**Activity:** From the listing below, copy every line with the word "patch".

++++++++++

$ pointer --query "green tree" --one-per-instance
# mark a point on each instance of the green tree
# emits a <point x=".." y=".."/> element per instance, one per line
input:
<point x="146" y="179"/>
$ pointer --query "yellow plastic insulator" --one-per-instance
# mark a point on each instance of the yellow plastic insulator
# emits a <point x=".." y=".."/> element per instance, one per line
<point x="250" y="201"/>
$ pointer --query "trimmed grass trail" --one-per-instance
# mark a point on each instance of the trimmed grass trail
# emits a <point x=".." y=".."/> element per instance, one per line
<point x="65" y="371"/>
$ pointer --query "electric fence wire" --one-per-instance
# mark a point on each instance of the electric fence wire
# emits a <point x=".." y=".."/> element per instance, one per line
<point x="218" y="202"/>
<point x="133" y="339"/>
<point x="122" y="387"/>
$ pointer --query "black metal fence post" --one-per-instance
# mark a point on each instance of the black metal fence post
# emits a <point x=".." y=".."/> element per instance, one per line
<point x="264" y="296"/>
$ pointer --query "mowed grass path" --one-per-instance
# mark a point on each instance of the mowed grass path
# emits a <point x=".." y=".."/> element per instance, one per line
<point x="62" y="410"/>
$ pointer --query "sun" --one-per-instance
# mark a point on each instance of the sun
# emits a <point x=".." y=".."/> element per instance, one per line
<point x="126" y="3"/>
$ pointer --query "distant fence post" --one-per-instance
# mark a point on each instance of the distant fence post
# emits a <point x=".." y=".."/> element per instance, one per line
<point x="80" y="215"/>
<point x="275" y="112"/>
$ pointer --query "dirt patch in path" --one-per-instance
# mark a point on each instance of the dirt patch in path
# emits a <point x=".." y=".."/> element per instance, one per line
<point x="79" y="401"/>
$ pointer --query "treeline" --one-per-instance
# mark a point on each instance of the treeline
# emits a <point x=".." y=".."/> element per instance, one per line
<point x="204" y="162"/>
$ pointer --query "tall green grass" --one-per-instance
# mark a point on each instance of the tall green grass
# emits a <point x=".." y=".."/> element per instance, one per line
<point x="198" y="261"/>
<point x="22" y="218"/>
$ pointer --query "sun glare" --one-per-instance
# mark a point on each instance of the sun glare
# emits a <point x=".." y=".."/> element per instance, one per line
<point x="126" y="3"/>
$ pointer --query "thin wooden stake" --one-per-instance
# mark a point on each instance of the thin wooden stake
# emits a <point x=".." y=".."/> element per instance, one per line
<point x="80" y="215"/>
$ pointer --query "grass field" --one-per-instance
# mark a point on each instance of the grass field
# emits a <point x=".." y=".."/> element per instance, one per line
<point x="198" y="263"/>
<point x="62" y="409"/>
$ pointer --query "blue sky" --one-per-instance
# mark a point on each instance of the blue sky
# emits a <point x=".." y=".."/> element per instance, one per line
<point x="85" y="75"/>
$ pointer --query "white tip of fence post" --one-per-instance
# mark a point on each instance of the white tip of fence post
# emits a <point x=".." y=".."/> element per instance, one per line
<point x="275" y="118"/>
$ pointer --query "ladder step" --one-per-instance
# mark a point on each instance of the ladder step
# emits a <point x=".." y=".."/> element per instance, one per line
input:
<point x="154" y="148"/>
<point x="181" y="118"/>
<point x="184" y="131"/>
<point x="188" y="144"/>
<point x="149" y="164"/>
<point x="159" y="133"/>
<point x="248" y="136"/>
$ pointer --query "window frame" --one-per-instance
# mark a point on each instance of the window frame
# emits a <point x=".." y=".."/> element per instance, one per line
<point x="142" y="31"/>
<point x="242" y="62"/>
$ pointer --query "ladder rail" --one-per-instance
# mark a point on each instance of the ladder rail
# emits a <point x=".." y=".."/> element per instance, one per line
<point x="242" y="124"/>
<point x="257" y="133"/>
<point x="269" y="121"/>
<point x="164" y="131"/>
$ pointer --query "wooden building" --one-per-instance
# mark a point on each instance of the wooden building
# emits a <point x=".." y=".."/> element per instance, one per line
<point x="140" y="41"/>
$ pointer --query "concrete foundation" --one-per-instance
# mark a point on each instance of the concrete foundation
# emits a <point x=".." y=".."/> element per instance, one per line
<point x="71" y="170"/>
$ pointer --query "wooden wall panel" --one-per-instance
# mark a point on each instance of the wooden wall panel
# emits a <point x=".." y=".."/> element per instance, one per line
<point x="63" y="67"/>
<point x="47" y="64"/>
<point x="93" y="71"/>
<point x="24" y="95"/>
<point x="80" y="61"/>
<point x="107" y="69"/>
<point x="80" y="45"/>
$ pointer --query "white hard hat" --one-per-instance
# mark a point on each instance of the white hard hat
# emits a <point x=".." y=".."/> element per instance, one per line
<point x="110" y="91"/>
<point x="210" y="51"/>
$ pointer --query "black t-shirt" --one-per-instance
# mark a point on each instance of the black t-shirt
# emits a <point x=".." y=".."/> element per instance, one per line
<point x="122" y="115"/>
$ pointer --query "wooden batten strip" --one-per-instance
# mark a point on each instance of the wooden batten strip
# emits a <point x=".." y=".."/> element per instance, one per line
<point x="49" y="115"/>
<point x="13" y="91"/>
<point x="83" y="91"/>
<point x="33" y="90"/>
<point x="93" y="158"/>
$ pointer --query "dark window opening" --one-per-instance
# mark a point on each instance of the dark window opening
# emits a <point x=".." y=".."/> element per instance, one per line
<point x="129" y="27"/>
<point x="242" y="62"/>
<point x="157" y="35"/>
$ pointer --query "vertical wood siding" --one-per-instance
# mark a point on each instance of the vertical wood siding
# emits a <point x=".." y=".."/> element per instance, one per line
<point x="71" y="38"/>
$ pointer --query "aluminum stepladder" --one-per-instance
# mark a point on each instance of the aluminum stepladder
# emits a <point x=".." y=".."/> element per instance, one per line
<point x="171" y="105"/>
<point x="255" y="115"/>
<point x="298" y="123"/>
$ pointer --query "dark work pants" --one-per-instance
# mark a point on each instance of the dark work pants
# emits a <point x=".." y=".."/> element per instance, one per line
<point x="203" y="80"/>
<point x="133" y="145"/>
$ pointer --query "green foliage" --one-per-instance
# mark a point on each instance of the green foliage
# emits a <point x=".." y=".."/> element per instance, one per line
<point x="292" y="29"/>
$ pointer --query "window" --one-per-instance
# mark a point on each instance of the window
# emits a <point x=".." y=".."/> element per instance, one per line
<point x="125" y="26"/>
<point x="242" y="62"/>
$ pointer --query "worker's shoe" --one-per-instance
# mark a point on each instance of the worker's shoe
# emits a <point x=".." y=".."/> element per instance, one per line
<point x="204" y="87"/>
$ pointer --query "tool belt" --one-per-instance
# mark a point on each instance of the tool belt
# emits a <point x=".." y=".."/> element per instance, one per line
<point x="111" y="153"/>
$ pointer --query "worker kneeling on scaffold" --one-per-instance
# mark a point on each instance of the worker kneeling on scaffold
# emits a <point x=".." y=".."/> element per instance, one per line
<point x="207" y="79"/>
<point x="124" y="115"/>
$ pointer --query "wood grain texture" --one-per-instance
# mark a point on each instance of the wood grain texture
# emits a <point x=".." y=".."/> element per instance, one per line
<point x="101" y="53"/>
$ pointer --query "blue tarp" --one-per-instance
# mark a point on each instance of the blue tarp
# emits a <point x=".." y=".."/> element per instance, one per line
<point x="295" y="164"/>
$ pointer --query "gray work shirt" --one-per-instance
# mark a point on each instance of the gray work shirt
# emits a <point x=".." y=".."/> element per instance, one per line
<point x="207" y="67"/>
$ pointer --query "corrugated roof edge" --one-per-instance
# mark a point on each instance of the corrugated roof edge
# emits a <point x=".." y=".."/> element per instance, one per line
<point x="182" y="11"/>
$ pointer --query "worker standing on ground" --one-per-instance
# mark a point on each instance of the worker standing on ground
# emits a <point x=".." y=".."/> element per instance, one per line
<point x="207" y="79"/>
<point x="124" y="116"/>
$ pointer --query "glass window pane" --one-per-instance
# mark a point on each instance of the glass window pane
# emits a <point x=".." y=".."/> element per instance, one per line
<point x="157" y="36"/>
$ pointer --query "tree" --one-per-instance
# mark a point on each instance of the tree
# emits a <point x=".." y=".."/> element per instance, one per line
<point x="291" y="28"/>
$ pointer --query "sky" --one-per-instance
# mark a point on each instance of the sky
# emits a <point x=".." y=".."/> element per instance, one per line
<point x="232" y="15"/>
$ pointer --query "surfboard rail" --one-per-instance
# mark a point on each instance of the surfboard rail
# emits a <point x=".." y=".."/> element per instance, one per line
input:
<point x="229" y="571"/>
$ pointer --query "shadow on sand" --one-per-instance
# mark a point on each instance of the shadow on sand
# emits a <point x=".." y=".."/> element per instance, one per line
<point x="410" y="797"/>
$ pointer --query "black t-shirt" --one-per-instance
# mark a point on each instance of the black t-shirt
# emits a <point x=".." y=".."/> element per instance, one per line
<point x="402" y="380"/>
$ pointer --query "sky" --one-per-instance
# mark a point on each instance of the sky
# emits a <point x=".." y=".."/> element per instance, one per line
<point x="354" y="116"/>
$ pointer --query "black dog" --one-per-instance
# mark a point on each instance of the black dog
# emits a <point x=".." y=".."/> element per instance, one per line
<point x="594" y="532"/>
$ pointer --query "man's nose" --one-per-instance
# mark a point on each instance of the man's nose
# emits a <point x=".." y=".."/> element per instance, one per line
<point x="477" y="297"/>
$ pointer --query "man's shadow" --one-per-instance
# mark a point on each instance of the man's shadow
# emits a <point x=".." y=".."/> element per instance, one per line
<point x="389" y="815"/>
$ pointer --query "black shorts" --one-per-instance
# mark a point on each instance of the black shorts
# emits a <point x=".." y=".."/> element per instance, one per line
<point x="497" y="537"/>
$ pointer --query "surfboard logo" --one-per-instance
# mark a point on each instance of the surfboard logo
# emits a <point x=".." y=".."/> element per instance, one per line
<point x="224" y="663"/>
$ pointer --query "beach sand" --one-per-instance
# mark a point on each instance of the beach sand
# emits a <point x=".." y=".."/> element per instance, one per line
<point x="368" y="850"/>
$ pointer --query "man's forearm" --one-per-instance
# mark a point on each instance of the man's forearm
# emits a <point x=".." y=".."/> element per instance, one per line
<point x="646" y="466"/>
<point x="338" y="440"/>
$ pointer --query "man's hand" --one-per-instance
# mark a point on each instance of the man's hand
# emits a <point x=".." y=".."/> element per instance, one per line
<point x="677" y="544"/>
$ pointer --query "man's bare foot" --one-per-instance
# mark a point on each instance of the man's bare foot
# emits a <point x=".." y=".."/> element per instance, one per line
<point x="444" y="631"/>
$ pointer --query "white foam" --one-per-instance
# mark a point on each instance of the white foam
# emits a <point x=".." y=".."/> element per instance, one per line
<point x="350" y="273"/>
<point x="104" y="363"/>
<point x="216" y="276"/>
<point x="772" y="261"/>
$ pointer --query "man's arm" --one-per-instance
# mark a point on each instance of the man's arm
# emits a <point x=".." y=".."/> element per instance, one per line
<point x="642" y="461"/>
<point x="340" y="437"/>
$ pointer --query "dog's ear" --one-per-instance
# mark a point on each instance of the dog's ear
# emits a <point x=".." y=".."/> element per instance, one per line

++++++++++

**Exercise result:**
$ pointer --query "dirt patch in path" --one-per-instance
# mark a point on each instance of the dirt patch in path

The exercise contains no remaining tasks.